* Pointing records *
_ _ _ _

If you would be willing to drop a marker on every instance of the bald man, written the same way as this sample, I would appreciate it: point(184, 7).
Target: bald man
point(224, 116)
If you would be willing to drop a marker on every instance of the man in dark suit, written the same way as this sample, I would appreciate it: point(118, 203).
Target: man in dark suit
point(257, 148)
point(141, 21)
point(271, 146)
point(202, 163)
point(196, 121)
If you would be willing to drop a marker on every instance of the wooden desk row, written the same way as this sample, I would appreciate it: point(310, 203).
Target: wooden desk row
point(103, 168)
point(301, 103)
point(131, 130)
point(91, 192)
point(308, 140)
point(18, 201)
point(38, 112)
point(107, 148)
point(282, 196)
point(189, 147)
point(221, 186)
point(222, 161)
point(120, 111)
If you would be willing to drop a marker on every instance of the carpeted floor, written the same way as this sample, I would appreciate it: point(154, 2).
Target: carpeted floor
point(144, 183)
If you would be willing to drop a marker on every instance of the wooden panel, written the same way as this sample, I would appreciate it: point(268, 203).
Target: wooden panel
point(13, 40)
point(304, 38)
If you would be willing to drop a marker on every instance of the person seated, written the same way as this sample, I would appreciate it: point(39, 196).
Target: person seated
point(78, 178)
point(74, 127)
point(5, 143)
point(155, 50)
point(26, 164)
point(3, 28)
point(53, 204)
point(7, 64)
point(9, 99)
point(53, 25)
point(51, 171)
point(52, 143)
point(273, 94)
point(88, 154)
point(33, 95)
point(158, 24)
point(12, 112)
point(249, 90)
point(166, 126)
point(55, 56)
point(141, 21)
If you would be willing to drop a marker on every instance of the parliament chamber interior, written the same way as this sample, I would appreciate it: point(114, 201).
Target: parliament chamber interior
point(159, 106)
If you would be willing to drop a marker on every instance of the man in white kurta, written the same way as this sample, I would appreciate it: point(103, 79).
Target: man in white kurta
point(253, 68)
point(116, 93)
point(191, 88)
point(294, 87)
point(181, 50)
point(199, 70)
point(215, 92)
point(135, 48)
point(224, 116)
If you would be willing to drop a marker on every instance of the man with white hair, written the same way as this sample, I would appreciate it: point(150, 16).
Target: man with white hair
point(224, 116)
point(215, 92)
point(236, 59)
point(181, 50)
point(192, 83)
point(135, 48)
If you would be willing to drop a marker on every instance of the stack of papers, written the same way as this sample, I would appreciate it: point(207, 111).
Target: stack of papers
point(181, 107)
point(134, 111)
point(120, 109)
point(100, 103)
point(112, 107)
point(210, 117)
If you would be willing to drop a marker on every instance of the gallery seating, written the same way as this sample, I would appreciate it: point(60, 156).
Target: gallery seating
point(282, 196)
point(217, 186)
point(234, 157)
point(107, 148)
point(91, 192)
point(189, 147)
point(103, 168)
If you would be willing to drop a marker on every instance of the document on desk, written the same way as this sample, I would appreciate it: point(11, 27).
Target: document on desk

_ _ _ _

* Prompt *
Output each line of the material above as a numbered list, leaving out any blank lines.

* Result for this task *
1. If you would be willing to drop a marker on every instance of the bald man, written the same way as this sample, I would appreciate it: point(184, 7).
2. Target: bald man
3. point(224, 116)
4. If you would be willing to drop a marker on every instance of the man in dark suit, written the same way as this sample, I would appreciate it: point(118, 203).
5. Target: man in dark suit
6. point(257, 148)
7. point(141, 21)
8. point(271, 146)
9. point(202, 163)
10. point(196, 121)
11. If you would be willing to drop a marker on every instance of the wooden desk row, written the same way as this sample, I would appreciate it: point(310, 203).
12. Target: wooden desk row
13. point(103, 168)
14. point(301, 103)
15. point(131, 130)
16. point(91, 192)
17. point(308, 140)
18. point(18, 201)
19. point(38, 112)
20. point(107, 148)
21. point(282, 196)
22. point(189, 147)
23. point(221, 186)
24. point(222, 161)
25. point(120, 111)
26. If you would be willing to drop a marker on every instance of the carpeted floor, written the same way as this sample, I would appreciate it: point(154, 2).
27. Target: carpeted floor
28. point(144, 183)
29. If you would be willing to drop a marker on every instance of the wooden panel, written the same way as this sample, I would appreciate it: point(268, 203).
30. Target: wooden panel
31. point(13, 40)
32. point(304, 38)
33. If you would be willing to drop a marker on every instance of the person seated, written the same way as this sample, I would appreciate it: point(39, 196).
34. Target: person seated
35. point(78, 178)
36. point(74, 127)
37. point(5, 143)
38. point(155, 50)
39. point(26, 164)
40. point(3, 28)
41. point(53, 204)
42. point(7, 64)
43. point(9, 99)
44. point(53, 25)
45. point(51, 171)
46. point(52, 143)
47. point(273, 94)
48. point(88, 154)
49. point(33, 95)
50. point(158, 24)
51. point(12, 112)
52. point(249, 90)
53. point(166, 126)
54. point(55, 56)
55. point(141, 21)
56. If you would be willing to drop a marker on every instance of the parliament chamber interior, written the same way as this sample, I would appreciate it: point(114, 201).
57. Target: parliament chamber interior
58. point(159, 106)
59. If you would be willing to drop a marker on every instance of the man in white kurta, written the same way as this sample, I would appreciate it: point(103, 79).
60. Target: man in white kurta
61. point(253, 68)
62. point(116, 93)
63. point(191, 88)
64. point(294, 87)
65. point(181, 50)
66. point(199, 70)
67. point(215, 92)
68. point(135, 48)
69. point(224, 116)
70. If you would be willing to drop a marker on every instance of the man with white hair, written the same way as this sample, I would appreciate it: point(150, 16).
71. Target: man with white hair
72. point(224, 116)
73. point(215, 92)
74. point(236, 59)
75. point(181, 50)
76. point(192, 83)
77. point(135, 48)
78. If you would be willing to drop a marker on every instance of the stack of papers, written the same way as this sample, I would appreciate it: point(207, 111).
79. Target: stack of papers
80. point(181, 107)
81. point(134, 111)
82. point(120, 109)
83. point(100, 103)
84. point(112, 107)
85. point(210, 117)
86. If you would be willing to drop a marker on every instance of the gallery seating, written the same way as this sample, I would appreciate it: point(60, 156).
87. Target: gallery seating
88. point(282, 196)
89. point(217, 186)
90. point(234, 157)
91. point(107, 148)
92. point(91, 192)
93. point(189, 147)
94. point(103, 168)
95. If you would be willing to drop a marker on every instance of the document on desk, written the same way as this sample, I would appreciate it: point(11, 27).
96. Target: document on desk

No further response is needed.